## [EXERCISE A]
Answer these questions using the essay on learning to love art:
(i) What two reasons does the writer give for almost never visiting galleries and museums?
(ii) Which painting had the writer already fallen in love with, and who painted it?
(iii) In which collection had the writer seen this painting?
## [EXERCISE B]
Carry on the essay on learning to love art, picking up right after its last sentence.

--- EXTRACT PROVIDED ---

Learning to love art
How often do you visit art galleries and museums? Unless you study
studio art or art history, it is quite likely that your answer will be
either 'not often' or 'almost never.' My answer is the same; unless I
have been told to visit the Met or the MoMa as part of a school
assignment, I almost never go. The major reasons why this is the case
are twofold: first, neither you nor I have the time to spare, and
second, we don't consider ourselves 'art people.' Because we don't know
the language of paintings very well, we feel that there is little
benefit for us to be hanging around art galleries. But the fact is,
there is no such thing as an art person; we are all 'art people.'
Whether or not we know the various languages of art, we resonate
emotionally with certain songs, photos and movies. We share a common
desire to both appreciate and to create art, but we often have
difficulty seeing the visions offered by paintings. We must learn how to
train our eyes to see the paintings, and to train our brains to make
sense of them.
I was recently given the opportunity to train my eyes and brain, thanks
to a school assignment asking me to fall in love with a painting, and
then describe it to someone who had never seen it before. I had already
fallen in love with a certain painting, The Harbor of Dieppe by
J.M.W. Turner, but I needed to take a second, long, look at it in order
to describe it properly. The fleet of merchant ships is majestic; tall
sails, large hulls, and cargo from faraway lands.The paints are
extremely bright; lead white, yellows, mediterranean blues, with a
smattering of blacks and browns. There is activity everywhere you look,
with lots of people coming and going, but one is never quite able to
make out their facial expressions. At the end of this assignment, I had
to ask myself "Why do I like this?" I knew I liked that painting
more than any others I'd seen at the Frick collection, but even a
second, long, look was not enough for me to find any drama in the scene,
and I'd been lead to believe that all paintings have to tell a story.

--- GIVEN ENTRIES ---

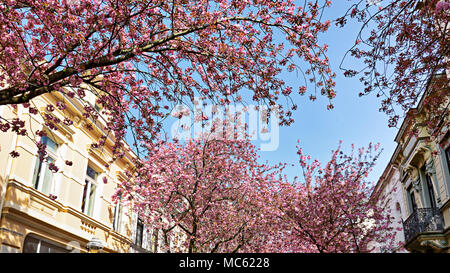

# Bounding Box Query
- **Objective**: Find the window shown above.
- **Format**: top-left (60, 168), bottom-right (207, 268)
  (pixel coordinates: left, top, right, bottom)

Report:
top-left (425, 174), bottom-right (436, 208)
top-left (113, 203), bottom-right (122, 232)
top-left (136, 218), bottom-right (144, 246)
top-left (22, 235), bottom-right (70, 253)
top-left (81, 166), bottom-right (98, 217)
top-left (445, 146), bottom-right (450, 172)
top-left (408, 187), bottom-right (417, 213)
top-left (33, 136), bottom-right (58, 194)
top-left (422, 166), bottom-right (436, 208)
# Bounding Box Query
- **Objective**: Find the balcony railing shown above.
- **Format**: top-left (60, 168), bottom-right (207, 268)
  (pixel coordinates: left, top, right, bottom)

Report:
top-left (403, 208), bottom-right (444, 242)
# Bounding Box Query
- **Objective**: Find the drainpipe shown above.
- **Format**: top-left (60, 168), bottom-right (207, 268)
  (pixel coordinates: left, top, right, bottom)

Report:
top-left (0, 106), bottom-right (17, 225)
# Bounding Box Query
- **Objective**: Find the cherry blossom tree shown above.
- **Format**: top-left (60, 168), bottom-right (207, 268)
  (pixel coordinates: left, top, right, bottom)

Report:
top-left (336, 0), bottom-right (450, 134)
top-left (114, 138), bottom-right (280, 253)
top-left (268, 141), bottom-right (395, 253)
top-left (0, 0), bottom-right (336, 160)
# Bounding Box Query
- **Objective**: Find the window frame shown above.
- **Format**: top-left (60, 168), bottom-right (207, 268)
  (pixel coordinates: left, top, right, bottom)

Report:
top-left (81, 164), bottom-right (99, 217)
top-left (33, 136), bottom-right (60, 194)
top-left (134, 217), bottom-right (144, 247)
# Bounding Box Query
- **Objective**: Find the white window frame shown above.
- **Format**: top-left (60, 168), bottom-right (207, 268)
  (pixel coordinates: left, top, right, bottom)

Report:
top-left (81, 165), bottom-right (99, 217)
top-left (33, 136), bottom-right (60, 194)
top-left (113, 203), bottom-right (123, 233)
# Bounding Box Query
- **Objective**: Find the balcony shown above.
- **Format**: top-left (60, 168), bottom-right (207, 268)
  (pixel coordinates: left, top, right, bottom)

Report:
top-left (403, 208), bottom-right (444, 244)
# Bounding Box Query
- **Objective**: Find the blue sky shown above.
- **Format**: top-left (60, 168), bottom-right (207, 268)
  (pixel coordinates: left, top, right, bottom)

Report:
top-left (255, 0), bottom-right (397, 182)
top-left (127, 0), bottom-right (397, 185)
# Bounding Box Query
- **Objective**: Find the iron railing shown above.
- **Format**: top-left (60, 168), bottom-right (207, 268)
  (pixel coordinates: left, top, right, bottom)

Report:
top-left (403, 208), bottom-right (444, 242)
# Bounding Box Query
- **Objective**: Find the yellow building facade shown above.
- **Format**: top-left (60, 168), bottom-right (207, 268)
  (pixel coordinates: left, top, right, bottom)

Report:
top-left (376, 75), bottom-right (450, 253)
top-left (0, 90), bottom-right (145, 253)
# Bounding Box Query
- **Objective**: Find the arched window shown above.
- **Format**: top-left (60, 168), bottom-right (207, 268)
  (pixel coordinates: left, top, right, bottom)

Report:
top-left (22, 235), bottom-right (70, 253)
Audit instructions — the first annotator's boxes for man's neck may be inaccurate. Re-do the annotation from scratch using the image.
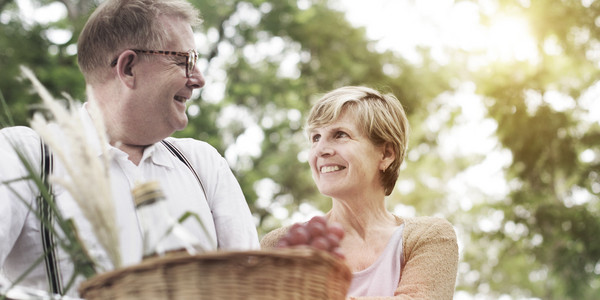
[118,144,148,166]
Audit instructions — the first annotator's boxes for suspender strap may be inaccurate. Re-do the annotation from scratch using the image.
[37,141,63,295]
[161,140,208,201]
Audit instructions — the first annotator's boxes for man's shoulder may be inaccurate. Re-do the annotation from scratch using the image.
[165,137,222,161]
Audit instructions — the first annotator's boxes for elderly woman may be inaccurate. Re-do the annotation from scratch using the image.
[261,86,458,299]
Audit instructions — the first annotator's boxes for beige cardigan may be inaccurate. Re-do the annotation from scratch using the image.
[260,217,458,300]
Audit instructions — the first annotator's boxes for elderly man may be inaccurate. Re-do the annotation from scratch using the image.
[0,0,259,295]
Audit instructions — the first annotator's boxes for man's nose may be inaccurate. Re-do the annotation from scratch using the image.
[187,66,206,89]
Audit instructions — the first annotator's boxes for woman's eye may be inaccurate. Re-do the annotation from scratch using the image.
[335,131,348,138]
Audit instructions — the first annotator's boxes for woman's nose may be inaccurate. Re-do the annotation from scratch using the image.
[315,140,335,156]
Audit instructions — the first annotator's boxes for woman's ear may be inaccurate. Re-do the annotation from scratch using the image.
[379,143,396,172]
[116,50,139,88]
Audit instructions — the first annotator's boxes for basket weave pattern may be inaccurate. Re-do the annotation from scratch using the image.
[79,248,352,300]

---

## [OUTPUT A]
(i) Neither the writer nor the reader has the time to spare, and they do not consider themselves "art people."
(ii) The Harbor of Dieppe by J.M.W. Turner.
(iii) The Frick collection.

## [OUTPUT B]
It took me awhile to realize that, in fact, there was no drama at all.
Any work of art is a form of communication, wherein the viewer attempts
to unpack the art itself, so that he might see it as its creator saw
it. This can be a difficult task, especially when it is not immediately
apparent what the point of the painting is. Mark Doty, writing in Still Life with Oysters and Lemon, contemplates
the raison d'etre of still life paintings. Although he acknowledges
that they contain neither drama nor subjects that convey meaning, Doty
still finds meaning within still lives, for he believes that they
portray a particular vision.
First, a principle of attention, simply that. A faith that if we look and look we will be
surprised and we will be rewarded.
Then, a faith in the capacity of the object to carry meaning, to serve as a vessel. For
what? Ourselves, of course. I mean that the objects depicted are, ultimately, soulful, are
anything
but lifeless. Of course they have lost their particular contexts, all
the stuff of narrative, the attached human stories that would have
placed them in some specific relation to a life, but they are
nonetheless full of that life, suffused with intimacy (48).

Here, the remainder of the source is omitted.